**Instructions to follow**
Rewrite every one of the entries below, substituting "single pixel" for each occurrence of "single point" and leaving all other text unchanged. Omit the pictures from your version.
────────────────────────────────────────
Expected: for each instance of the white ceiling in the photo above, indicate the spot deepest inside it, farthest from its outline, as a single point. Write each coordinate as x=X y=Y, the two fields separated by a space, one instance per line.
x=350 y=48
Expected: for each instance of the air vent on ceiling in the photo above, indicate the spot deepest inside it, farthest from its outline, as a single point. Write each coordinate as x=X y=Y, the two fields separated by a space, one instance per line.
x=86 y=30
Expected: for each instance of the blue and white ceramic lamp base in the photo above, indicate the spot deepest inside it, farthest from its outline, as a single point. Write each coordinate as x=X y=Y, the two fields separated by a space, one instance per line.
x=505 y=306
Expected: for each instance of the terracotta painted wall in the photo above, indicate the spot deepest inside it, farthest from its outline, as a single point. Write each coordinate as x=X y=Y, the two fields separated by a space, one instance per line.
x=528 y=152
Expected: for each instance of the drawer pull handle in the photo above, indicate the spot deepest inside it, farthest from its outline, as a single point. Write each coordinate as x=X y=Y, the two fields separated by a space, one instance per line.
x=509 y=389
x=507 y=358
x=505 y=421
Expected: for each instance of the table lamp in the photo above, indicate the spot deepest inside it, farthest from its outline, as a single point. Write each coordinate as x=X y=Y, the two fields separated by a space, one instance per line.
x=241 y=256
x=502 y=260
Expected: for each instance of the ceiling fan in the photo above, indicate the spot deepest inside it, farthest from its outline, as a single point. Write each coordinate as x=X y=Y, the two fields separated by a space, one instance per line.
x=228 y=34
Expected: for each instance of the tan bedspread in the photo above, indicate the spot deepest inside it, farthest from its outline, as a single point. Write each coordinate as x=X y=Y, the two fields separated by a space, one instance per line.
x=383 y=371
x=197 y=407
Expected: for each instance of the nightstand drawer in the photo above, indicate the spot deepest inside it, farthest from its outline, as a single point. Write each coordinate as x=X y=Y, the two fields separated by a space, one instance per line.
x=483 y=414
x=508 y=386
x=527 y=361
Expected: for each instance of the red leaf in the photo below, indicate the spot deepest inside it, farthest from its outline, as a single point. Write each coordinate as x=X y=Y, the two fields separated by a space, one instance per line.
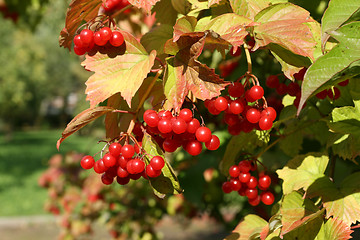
x=123 y=73
x=284 y=24
x=77 y=12
x=82 y=119
x=145 y=4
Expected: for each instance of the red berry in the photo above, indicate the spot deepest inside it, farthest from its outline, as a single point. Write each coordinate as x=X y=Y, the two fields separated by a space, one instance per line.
x=117 y=39
x=322 y=94
x=165 y=125
x=186 y=114
x=237 y=106
x=107 y=180
x=193 y=125
x=272 y=81
x=264 y=181
x=293 y=89
x=234 y=171
x=150 y=172
x=253 y=115
x=193 y=147
x=221 y=104
x=226 y=187
x=269 y=112
x=213 y=144
x=179 y=126
x=127 y=151
x=342 y=84
x=265 y=123
x=203 y=134
x=115 y=149
x=236 y=89
x=267 y=198
x=251 y=193
x=87 y=162
x=109 y=160
x=334 y=93
x=256 y=92
x=157 y=163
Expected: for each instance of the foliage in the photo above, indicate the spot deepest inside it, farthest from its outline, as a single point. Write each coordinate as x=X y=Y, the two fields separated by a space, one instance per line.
x=311 y=135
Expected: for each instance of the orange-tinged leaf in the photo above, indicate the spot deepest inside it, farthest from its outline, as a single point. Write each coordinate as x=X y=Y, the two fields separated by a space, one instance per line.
x=284 y=24
x=77 y=12
x=145 y=4
x=81 y=120
x=123 y=73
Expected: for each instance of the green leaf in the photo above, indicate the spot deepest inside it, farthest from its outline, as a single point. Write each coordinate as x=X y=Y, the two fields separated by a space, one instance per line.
x=77 y=12
x=297 y=211
x=156 y=38
x=341 y=202
x=81 y=120
x=244 y=142
x=323 y=72
x=284 y=24
x=116 y=71
x=249 y=226
x=302 y=171
x=334 y=229
x=167 y=182
x=337 y=13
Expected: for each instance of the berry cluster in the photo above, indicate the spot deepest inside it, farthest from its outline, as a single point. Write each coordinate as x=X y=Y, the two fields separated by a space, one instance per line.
x=247 y=185
x=179 y=130
x=240 y=115
x=112 y=5
x=121 y=163
x=87 y=39
x=333 y=93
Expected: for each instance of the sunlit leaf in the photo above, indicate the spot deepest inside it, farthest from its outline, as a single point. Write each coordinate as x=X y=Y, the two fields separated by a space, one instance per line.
x=81 y=120
x=123 y=73
x=79 y=11
x=284 y=24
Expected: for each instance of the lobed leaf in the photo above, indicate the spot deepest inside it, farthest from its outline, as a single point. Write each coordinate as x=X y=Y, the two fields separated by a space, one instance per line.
x=167 y=182
x=284 y=24
x=145 y=4
x=122 y=73
x=302 y=171
x=81 y=120
x=249 y=226
x=79 y=11
x=324 y=70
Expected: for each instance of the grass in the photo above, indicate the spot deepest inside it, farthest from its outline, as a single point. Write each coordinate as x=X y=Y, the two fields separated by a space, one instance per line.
x=22 y=161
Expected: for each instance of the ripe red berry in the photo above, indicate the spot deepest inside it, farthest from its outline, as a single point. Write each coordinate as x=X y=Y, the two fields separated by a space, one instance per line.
x=127 y=151
x=234 y=171
x=186 y=114
x=272 y=81
x=213 y=144
x=236 y=89
x=264 y=181
x=157 y=163
x=334 y=93
x=226 y=187
x=322 y=94
x=253 y=115
x=193 y=147
x=342 y=84
x=165 y=125
x=109 y=160
x=221 y=104
x=267 y=198
x=256 y=92
x=87 y=162
x=203 y=134
x=193 y=125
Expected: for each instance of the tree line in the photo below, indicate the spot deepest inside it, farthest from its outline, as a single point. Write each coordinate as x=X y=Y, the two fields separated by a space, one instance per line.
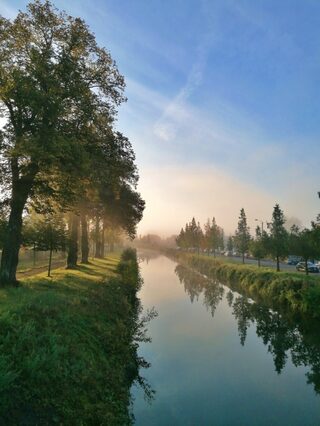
x=275 y=241
x=60 y=154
────────────────────────────────────────
**Response to this exercise**
Expected: for each instance of the white ceiling in the photo above, indicate the spot deepest inside it, farthest from its outline, as a single pixel. Write each coordinate as x=X y=Y, the two fields separated by a space, one instance per line.
x=350 y=48
Expected: for each instance of the air vent on ceiling in the photo above, indicate the spot deepest inside it, farthest from its outline, as a single pixel. Write each coordinate as x=X y=Y, the two fields separated by a space, one instance per line.
x=86 y=30
Expected: for each instance of the blue and white ceramic lamp base in the photo above, indicate the spot deepest inside it, farthest from its outline, as a single pixel. Write each coordinate as x=X y=Y, the two fields separated by a space, one instance per line.
x=505 y=306
Expected: for each instance of the terracotta painted wall in the photo above, indicate the spot deepest inside it, farthest from its outline, as a single pixel. Write each coordinate as x=X y=Y, the two fields separated by a space, one instance per line.
x=528 y=152
Expected: for each instance of the drawer pull handle in the photo above, indicate the spot deepest inside it, farthest from its outline, as a single pixel. Write each coordinate as x=X y=Y, the two fields separated by a space, one instance per line.
x=509 y=389
x=507 y=358
x=505 y=421
Expected: for each instance of the table lamp in the photo above, indicate the spot deepest inside it, farthest from its outline, as a single pixel. Write each coordinate as x=X y=Y, the two fields separated by a space, one instance per line.
x=241 y=256
x=502 y=260
Expected: for each instance of the ceiling fan in the photo above, indicate the spot deepest inside it, farthest from its outline, as a single pixel. Write each coordinate as x=X y=Y, the two fields separated by a space, one instance per line.
x=228 y=34
Expected: for each instance of the tan bedspread in the photo above, indicate the spot deepest inside it, farthest from its outline, as a single pixel. Write each coordinate as x=X y=Y, the two fields separated by a space, one instance per line.
x=383 y=371
x=197 y=407
Expected: for each instance of the nightstand drawer in the photo above, indicate the spot deepest inside it, farthest from its outline, as a single pixel. Write each coordinate as x=X y=Y, the two fields separated by a space, one instance per line.
x=483 y=414
x=508 y=386
x=527 y=361
Expected: for each instance of the red leaf in the photo below, indicate the spot deepest inside it, farthest from its outline, as a single pixel. Write each coordinate as x=X y=Y, the two fields separated by a space, one instance per line.
x=123 y=73
x=284 y=24
x=77 y=12
x=82 y=119
x=145 y=4
Expected: for each instance of the red berry in the photo above, indicate the spot deepest inside it, farthest from its outline, as a single pixel. Write each coordinate as x=X y=Y, the two fields separated by a space, one instance per line.
x=117 y=39
x=322 y=94
x=165 y=125
x=186 y=114
x=237 y=106
x=107 y=180
x=193 y=125
x=272 y=81
x=264 y=181
x=293 y=89
x=234 y=171
x=150 y=172
x=253 y=115
x=193 y=147
x=221 y=104
x=226 y=187
x=269 y=112
x=213 y=144
x=179 y=126
x=127 y=151
x=342 y=84
x=265 y=123
x=203 y=134
x=115 y=149
x=236 y=89
x=267 y=198
x=251 y=193
x=87 y=162
x=109 y=160
x=334 y=93
x=256 y=92
x=157 y=163
Expected: for each instance of the foliage in the photo above, indicate the spot deepest inside it, farthest from its outline, as a single pixel. Write each coordinate as x=X y=Y, the two fields separated by a space, one instance per line.
x=311 y=135
Expected: for each instance of the orange-tinged leaf in the photo above, indicate the spot deepest inside it, farthest from its outline, as a single pixel. Write each coordinate as x=X y=Y, the two fields separated by a space, one instance per line.
x=284 y=24
x=77 y=12
x=145 y=4
x=81 y=120
x=123 y=73
Expected: for each instance of the green leaf in the photo above, indicate the spot deepest inside it, farthest from its outline, as a single pixel. Write each coordinate as x=X y=Y, the two fields separated by a space, one instance per line.
x=77 y=12
x=297 y=211
x=156 y=38
x=341 y=202
x=81 y=120
x=244 y=142
x=323 y=72
x=284 y=24
x=116 y=71
x=249 y=226
x=302 y=171
x=334 y=229
x=167 y=182
x=337 y=13
Expected: for each instance of the berry cluster in the photo above, indicate the spot deepest inside it, farthest from its outline, as a single pixel. Write each coordinate as x=X y=Y, the two fields separated by a space, one instance per line.
x=247 y=185
x=179 y=130
x=240 y=115
x=112 y=5
x=121 y=163
x=87 y=39
x=333 y=93
Expected: for each instance of the sunlit leaf in the photo above, indicate the spot deepest inside it, farthest from its outline, as a single pixel. Write each coordinate as x=X y=Y, the two fields separated by a space, one instance per line.
x=81 y=120
x=123 y=73
x=79 y=11
x=284 y=24
Expected: for each instance of the lobed leaf in the photo above, indicate the spot deepest inside it, farthest from its outline, as a single pixel. Write each coordinate as x=X y=Y, the two fields separated by a space, one instance per line.
x=167 y=182
x=284 y=24
x=145 y=4
x=122 y=73
x=302 y=171
x=81 y=120
x=249 y=226
x=79 y=11
x=324 y=70
Expected: for each instance of the grass in the photo above, indicate the spot deepest inside it, farthest from its outline, as a single pixel. Write each coordinate as x=X y=Y, the two fields separated by a space, one instance per line.
x=22 y=161
Expected: for each instance of the ripe red berry in the photo above, indicate the spot deepest inside it, farthest from its outline, as a single pixel. Write each coordinate as x=X y=Y, the two fields separated by a space, one instance per line.
x=127 y=151
x=234 y=171
x=186 y=114
x=272 y=81
x=213 y=144
x=236 y=89
x=264 y=181
x=157 y=163
x=334 y=93
x=226 y=187
x=322 y=94
x=253 y=115
x=193 y=147
x=342 y=84
x=165 y=125
x=109 y=160
x=221 y=104
x=267 y=198
x=256 y=92
x=87 y=162
x=203 y=134
x=193 y=125
Expected: for each instance of the tree line in the photo below, indicate the spot deepest inside it, farthest from its outline, as a single pixel. Write each coordinate as x=X y=Y, the two fields separated by a space, one instance per line.
x=275 y=241
x=60 y=154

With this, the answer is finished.